WHAT THE TASK ASKS:
Write out each record again exactly as it stands.

MATERIAL FOR THIS EXERCISE:

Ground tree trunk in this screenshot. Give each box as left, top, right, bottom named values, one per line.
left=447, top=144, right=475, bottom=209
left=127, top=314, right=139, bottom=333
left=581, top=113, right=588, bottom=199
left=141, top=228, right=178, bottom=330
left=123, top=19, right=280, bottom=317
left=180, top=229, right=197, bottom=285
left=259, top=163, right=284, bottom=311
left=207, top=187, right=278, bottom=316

REPLY TO THE TASK:
Ground tree trunk in this screenshot. Give each box as left, top, right, bottom named values, one per line.
left=447, top=144, right=475, bottom=209
left=127, top=314, right=139, bottom=333
left=581, top=113, right=588, bottom=199
left=141, top=228, right=178, bottom=330
left=123, top=19, right=280, bottom=317
left=180, top=229, right=197, bottom=285
left=259, top=163, right=284, bottom=311
left=207, top=187, right=278, bottom=316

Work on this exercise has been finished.